__Selected text__.
4

Consider this example taken from a book, with a super class Gen and a subclass Gen2...

class Gen<T> { }

class Gen2<T> extends Gen<T> { }

Now the book states following will not compile (lets assume its in a main method)

Gen2<Integer> obj = new Gen2<Integer>();

if (obj instanceof Gen2<Integer>) {

    //do something
}

This can't be compiled because generic type info does not exist at runtime. If it doesn't exist at runtime, when does it exist? I thought that it would not exist at compile time, but would exist at runtime. Certainly, the following works for runtime with a wildcard...

if (obj instanceof Gen<?>) {

    //do something else

}

So to clarify, my question is why does generic type info not exist at runtime? Have I overlooked a simple concept?

6

The problem is that generics was not always present in java (I think they added it in 1.5). So in order to be able to achieve backwards compatibility there is type erasure which effectively erases generic type information while compiling your code in order to achieve that goal.

Excerpt from the relevant parts of the official documentation:

During the type erasure process, the Java compiler erases all type parameters and replaces each with its first bound if the type parameter is bounded, or Object if the type parameter is unbounded.

So this code for example

public class Node<T extends Comparable<T>> {

    private T data;
    private Node<T> next;

    public Node(T data, Node<T> next) {
        this.data = data;
        this.next = next;
    }

    public T getData() { return data; }
    // ...
}

becomes this after type erasure:

public class Node {

    private Comparable data;
    private Node next;

    public Node(Comparable data, Node next) {
        this.data = data;
        this.next = next;
    }

    public Comparable getData() { return data; }
    // ...
}

There is a way however to resurrect some of that type information if you tread the path of reflection which is like a lightsaber: powerful but also dangerous.

  • 1
    This is a well thought out helpful answer. I am going to read about type erasure right now, but this definitely gives me a better understanding about Java generics and type erasure. Thank you! – Rob L Mar 17 '14 at 23:33
  • 1
    The official Oracle docs are rather thorough and understandable. Consider reading thorugh the generics trail on their site. – Adam Arold Mar 17 '14 at 23:33
7

You have "overlooked a simple concept". The generics exist only at compile time, and only to enforce things like parametric polymorphism. Because the folks who implemented them decided that developers should be able to use them (generics) and still deploy their built artifacts to targets with older JVMs (an extremely questionable decision in my mind, as the runtime libraries also changed between 1.4 and 1.5), they had the compiler decide if everything type-checks and then they throw away almost all of that information before creating the compiled artifact.

__Supplied information__.
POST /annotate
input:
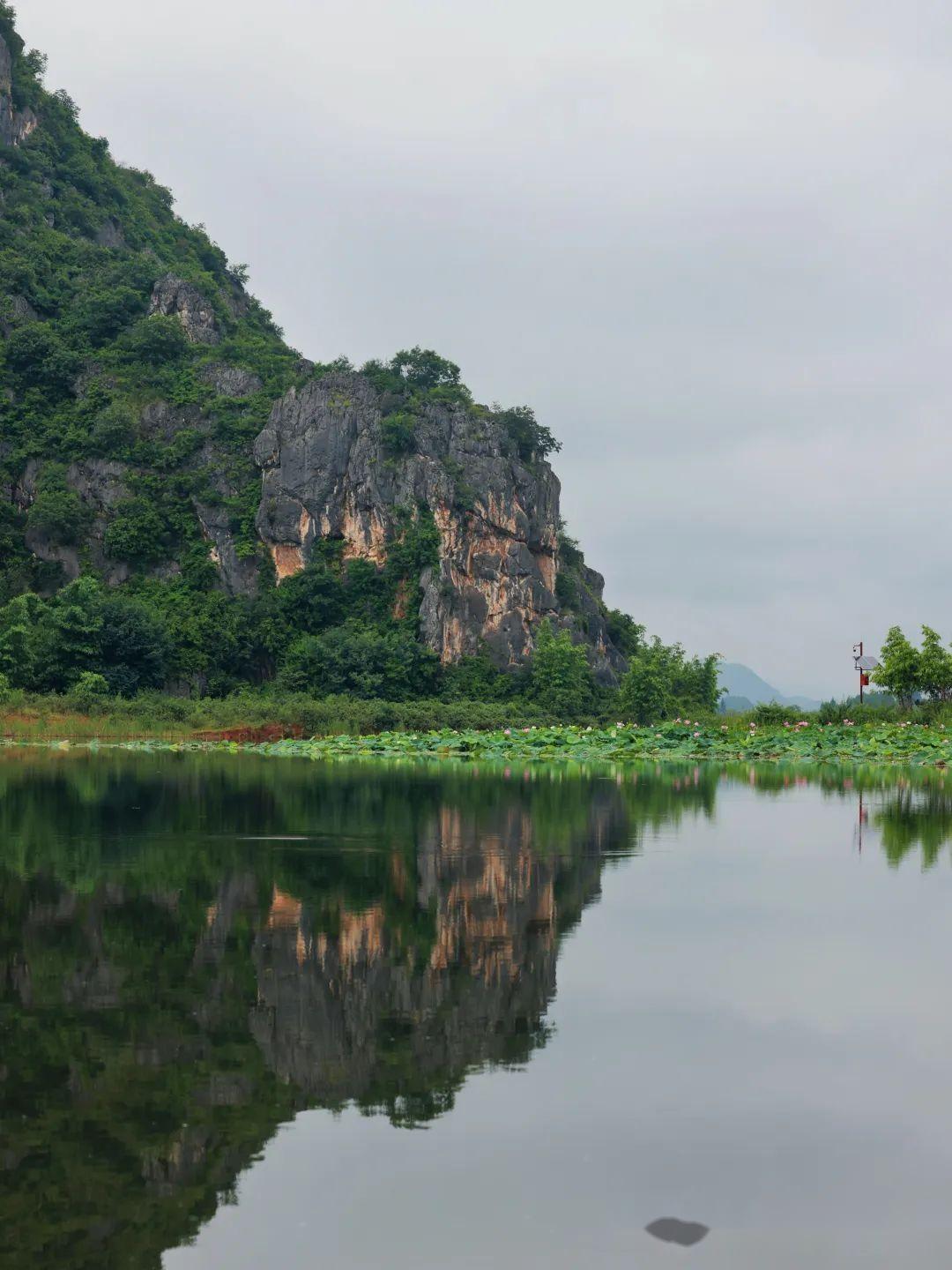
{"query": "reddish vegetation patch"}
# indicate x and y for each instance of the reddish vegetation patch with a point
(264, 732)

__Required tasks__.
A – Answer these questions from the Java generics thread:
(i) According to the documentation excerpt, what does the compiler replace an unbounded type parameter with during type erasure?
(ii) After type erasure, what return type does the getData method of the Node class have?
(iii) In which Java version does the first answer suggest generics were added?
B – Pick up the thread on Java generics after its final sentence and continue it.
The rows are separate material and are not part of the thread on Java generics.

__Answers__.
A –
(i) Object
(ii) Comparable
(iii) 1.5

B –
I say almost all of that information because in some special cases it is still around at runtime.

  • Ok, that makes sense and that's the backwards compatibility someone else had mentioned. Thanks for clarifying. – Rob L Mar 17 '14 at 23:25
  • 5
    +1 for calling it "an extremely questionable decision". :) – David Conrad Mar 17 '14 at 23:29
  • What the check were they thinking?? How do you write any of your own code that uses <T>, <K,V> ? I'm trying to implement a GenericCacheAside<T> implementation, something I did in C# easily.....I hit this issue. Boo. Error message = "The run time type is not available, got: TEntity" – granadaCoder Sep 26 '18 at 23:21
0

Generics were introduced to the Java language to provide tighter type checks at compile time and to support generic programming. [...] Type erasure ensures that no new classes are created for parameterized types; consequently, generics incur no runtime overhead.

I don't think this is related to backwards compatibility at all. If you compile your code targetting 1.5 or more, the code will be not compatible with 1.4, regardless the use of generics.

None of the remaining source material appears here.